=== Text excerpt ===

Earlier this year, GSA renamed the regional administrations as ‘regional commissioners’… and named regional senior executives

But last week, GSA Administrator Martha Johnson issued a memo titled “Regional Leadership Structure” — posted below — which seeks to define the role of the regional administrators.

The regional administrator is the GSA official in the region who represents the administrator, and is the face of GSA and the White House in the region. There is new significance to this role because GSA, for the first time, is in a limelight position with an administration. We are being asked to do much more and do it in a much more visible and governmentwide arena.

While previously, the regional administrators were expected to “run” the operational divisions of the region, that ends up being “somewhat foolish” as the expertise, situational knowledge, and functional clustering was in the Federal Acquisition Service and the Public Building Service, she said. “Asking a regional administrator to assume a knowledgeable oversight role did not regularly match their qualifications.”

===

Task to carry out: List every organization or government body named in the excerpt on GSA regional leadership.

=== Record list ===

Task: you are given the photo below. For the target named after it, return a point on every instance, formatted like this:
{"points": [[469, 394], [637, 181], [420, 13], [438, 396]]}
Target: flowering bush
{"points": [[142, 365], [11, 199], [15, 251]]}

===
=== Record list ===

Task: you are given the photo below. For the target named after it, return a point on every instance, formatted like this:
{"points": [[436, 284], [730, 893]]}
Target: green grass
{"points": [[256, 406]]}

===

Solution for this problem: GSA, the White House, the Federal Acquisition Service, the Public Building Service